<<<<

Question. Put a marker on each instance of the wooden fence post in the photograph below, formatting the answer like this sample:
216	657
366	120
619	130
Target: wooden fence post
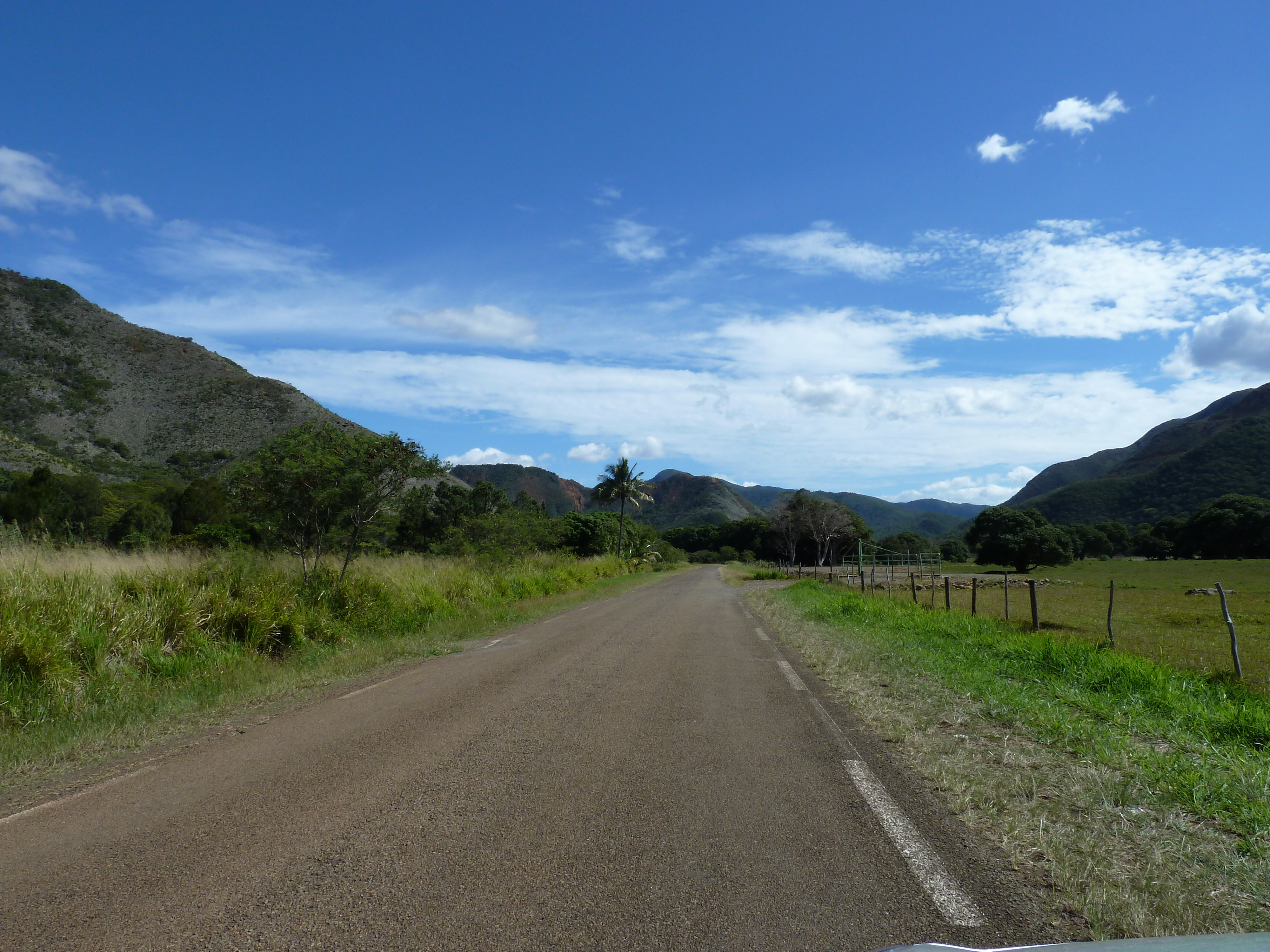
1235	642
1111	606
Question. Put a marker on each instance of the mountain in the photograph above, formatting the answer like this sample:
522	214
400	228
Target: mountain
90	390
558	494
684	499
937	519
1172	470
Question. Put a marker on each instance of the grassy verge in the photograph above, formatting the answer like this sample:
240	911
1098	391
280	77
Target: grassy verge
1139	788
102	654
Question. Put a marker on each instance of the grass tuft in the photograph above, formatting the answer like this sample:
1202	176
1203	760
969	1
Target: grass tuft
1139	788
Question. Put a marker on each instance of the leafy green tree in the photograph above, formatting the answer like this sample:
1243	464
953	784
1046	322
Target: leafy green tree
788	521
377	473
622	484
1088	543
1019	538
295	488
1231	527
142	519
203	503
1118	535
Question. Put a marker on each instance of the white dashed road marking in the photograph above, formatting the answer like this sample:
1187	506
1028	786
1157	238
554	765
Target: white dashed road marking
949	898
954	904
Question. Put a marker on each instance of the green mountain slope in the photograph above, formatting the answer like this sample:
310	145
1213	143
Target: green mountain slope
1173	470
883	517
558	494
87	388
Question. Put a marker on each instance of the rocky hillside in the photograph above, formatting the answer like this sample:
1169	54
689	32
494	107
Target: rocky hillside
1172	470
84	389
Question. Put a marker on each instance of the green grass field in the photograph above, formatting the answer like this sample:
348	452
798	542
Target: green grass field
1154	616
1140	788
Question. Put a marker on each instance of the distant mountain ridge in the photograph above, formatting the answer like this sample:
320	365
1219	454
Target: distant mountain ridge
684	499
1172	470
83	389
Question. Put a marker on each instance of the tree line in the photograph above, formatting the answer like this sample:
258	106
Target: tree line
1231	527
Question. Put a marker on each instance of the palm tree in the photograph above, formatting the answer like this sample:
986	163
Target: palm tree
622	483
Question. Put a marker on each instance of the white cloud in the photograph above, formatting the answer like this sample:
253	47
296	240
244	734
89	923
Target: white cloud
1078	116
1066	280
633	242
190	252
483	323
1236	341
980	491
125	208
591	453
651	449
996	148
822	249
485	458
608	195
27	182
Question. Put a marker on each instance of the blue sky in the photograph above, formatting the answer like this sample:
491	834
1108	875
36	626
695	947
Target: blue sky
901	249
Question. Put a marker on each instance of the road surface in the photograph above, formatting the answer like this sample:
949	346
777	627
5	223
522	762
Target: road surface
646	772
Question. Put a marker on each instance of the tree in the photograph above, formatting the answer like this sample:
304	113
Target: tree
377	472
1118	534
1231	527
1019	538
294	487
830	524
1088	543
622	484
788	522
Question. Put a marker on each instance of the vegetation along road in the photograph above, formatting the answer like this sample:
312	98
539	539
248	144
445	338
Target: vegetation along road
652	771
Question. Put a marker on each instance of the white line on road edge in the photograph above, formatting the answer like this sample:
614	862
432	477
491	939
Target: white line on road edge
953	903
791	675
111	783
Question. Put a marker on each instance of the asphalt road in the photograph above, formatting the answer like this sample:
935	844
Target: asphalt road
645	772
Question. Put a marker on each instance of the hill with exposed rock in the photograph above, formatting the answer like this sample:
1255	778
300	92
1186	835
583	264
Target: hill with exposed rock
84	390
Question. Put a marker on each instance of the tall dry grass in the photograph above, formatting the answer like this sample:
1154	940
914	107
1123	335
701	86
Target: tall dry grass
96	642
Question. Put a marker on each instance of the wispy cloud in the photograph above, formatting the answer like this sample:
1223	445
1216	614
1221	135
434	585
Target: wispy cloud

>>>>

Put the part of the items above that begins with the line containing "Question. Put a marker on each instance of the white cloud" and runs through the last line of the items into a numbered list, with blank lines omitted.

* _COMPLETE OUTPUT_:
1. Question. Put a marker on each instance of the white cloud in the photograph above, formatting the answer like this sample:
2. 253	47
3. 296	240
4. 244	734
5. 89	923
6. Target: white cloud
7. 1078	116
8. 1066	280
9. 633	242
10. 190	252
11. 483	323
12. 1236	341
13. 980	491
14. 125	208
15. 591	453
16. 651	449
17. 996	148
18. 822	249
19. 485	458
20. 608	195
21. 27	182
22. Question. Put a marker on each instance of the blue sky in the photograph above, formatting the answer like this sample:
23. 491	834
24. 1108	875
25. 36	626
26. 695	947
27. Target: blue sky
28. 901	249
29. Question. Put a marker on each instance of the road surface in the photograph above, formatting the answer like this sample:
30. 949	346
31. 777	627
32. 5	223
33. 522	762
34. Target: road surface
35. 646	772
36. Question. Put a marker on each instance of the tree in the photograph above, formatting the answer like this sample:
37. 304	113
38. Target: tree
39. 377	472
40. 1118	534
41. 1231	527
42. 1019	538
43. 294	487
44. 830	524
45. 1088	543
46. 622	484
47. 788	522
48. Question. Put a marker on each instance of the vegetation along road in the photograph above, formatting the answer like this sample:
49. 312	98
50. 539	539
51. 248	144
52. 445	338
53. Target: vegetation along road
54. 652	771
55. Question. Put a marker on each instance of the white line on road edge in the photograph above, formatting the answer like this sample:
56. 614	862
57. 432	477
58. 491	939
59. Target: white line on road edge
60. 953	903
61. 791	675
62. 111	783
63. Question. Put a marker on each instance of the asphalt road in the photograph above, formatting the answer like this sample:
64. 935	844
65. Target: asphalt road
66. 645	772
67. Question. Put a marker on each instance of the hill with exposed rock in the photograph above, formatting the answer like this sample:
68. 1255	778
69. 300	92
70. 1186	835
71. 583	264
72. Target: hill with exposed rock
73. 84	390
74. Question. Put a marker on each instance of the tall dry grass in the photograph above, formatting the answer like this sample:
75. 1154	940
76. 914	107
77. 1123	335
78. 701	86
79. Target: tall dry grass
80. 96	642
81. Question. Put a marker on each instance of the wispy cloud in the photograph above, formatting the answer like this sample:
82. 1223	445
83. 1216	614
84. 1221	135
85. 434	585
86. Target: wispy cloud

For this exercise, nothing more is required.